(Pointing dataset excerpts)
##########

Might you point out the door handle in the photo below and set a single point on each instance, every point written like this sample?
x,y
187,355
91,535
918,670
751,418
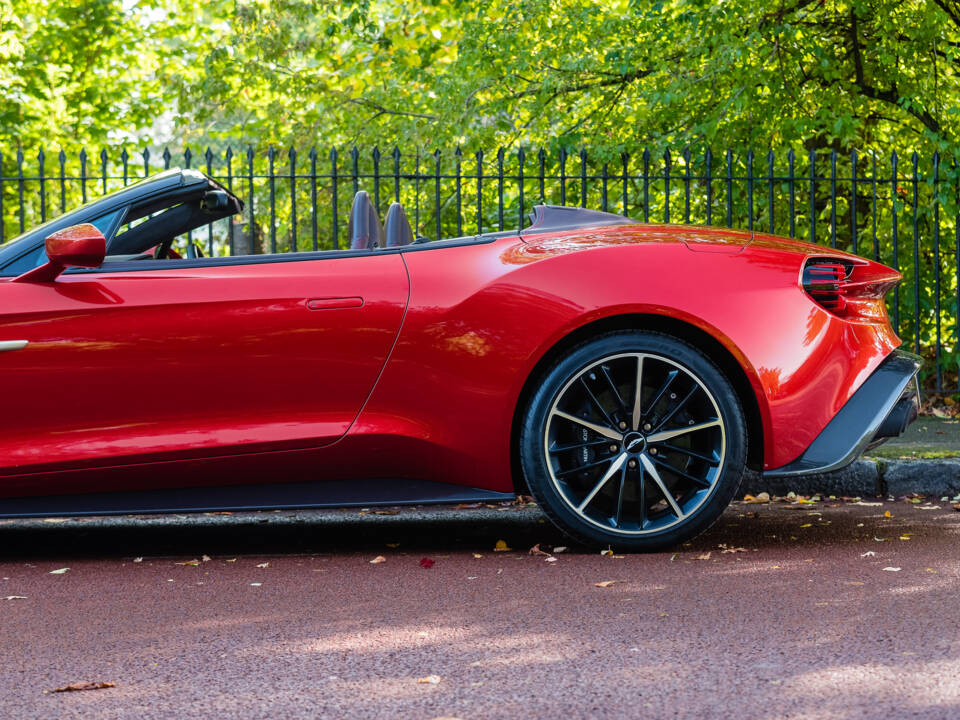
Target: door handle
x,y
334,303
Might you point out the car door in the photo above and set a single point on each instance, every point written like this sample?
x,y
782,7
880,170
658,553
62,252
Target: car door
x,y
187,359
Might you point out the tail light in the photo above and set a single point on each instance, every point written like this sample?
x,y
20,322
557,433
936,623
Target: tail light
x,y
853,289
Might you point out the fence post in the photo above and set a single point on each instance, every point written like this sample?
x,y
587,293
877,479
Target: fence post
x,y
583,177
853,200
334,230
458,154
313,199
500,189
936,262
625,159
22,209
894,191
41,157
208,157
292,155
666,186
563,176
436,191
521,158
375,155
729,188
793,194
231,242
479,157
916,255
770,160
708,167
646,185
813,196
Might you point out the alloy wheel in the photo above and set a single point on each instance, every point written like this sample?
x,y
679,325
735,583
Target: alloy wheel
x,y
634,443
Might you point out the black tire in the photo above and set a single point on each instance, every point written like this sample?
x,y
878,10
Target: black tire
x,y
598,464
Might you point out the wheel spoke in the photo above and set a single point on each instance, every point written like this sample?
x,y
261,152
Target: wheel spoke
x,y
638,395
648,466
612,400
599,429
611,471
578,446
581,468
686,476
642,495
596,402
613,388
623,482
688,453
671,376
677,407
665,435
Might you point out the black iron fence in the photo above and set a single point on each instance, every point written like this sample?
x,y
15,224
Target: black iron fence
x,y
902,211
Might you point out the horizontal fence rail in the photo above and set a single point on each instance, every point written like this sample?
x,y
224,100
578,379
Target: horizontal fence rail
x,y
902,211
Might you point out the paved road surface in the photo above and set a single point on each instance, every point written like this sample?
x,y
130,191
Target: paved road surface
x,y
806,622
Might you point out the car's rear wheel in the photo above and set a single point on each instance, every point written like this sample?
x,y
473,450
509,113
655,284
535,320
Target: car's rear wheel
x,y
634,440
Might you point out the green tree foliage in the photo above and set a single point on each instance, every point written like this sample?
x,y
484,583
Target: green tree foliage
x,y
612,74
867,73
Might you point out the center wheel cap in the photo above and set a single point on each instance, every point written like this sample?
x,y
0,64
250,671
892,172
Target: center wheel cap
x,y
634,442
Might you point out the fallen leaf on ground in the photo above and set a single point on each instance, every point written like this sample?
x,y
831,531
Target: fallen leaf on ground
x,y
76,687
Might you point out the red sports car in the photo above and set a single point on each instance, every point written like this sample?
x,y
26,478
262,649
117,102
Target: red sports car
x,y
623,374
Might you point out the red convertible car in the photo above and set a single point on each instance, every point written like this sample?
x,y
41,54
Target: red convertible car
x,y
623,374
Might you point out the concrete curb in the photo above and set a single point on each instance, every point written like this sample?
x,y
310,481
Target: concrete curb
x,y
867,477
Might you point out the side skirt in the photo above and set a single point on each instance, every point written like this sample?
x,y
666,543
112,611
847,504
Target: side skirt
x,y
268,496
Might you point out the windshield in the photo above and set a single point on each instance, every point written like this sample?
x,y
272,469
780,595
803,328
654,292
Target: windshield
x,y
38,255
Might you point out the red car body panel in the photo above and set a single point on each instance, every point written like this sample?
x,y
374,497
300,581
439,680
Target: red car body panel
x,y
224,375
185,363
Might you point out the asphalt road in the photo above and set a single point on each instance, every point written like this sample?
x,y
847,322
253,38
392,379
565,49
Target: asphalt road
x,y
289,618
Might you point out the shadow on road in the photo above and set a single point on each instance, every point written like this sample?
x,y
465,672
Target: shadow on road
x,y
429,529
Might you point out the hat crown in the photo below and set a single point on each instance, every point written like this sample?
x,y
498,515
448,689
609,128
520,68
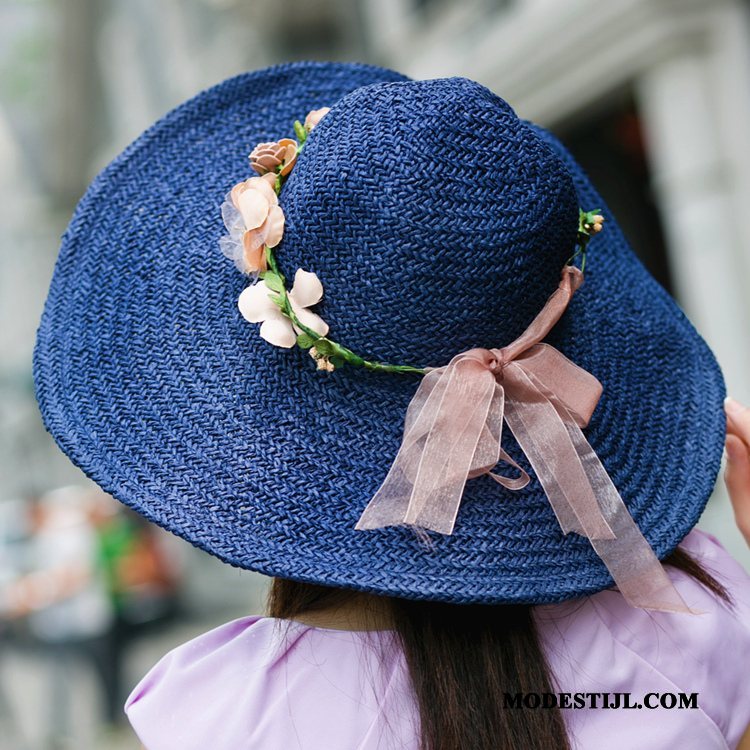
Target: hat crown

##########

Write out again the lines from the one with "Might you point out the red car" through the end of the records exactly, without any of the pictures.

Might you point out the red car body panel in the photo above and set a single point on each instance, every point written like this sample?
x,y
374,497
300,581
439,680
Target: red car body panel
x,y
224,375
185,363
Might you point out the asphalt road in the photo above and set a single point on each instance, every point written like this sample?
x,y
847,322
253,38
392,379
565,49
Target: asphalt road
x,y
289,618
Might you point out the shadow on road in the photo above and set a single point on each instance, every point written like this sample?
x,y
465,672
Target: shadow on road
x,y
429,529
Might you point out the hat crown in the photo below and set a single point on each instance, every point written like this sample?
x,y
498,515
448,689
609,128
520,68
Target: hat crown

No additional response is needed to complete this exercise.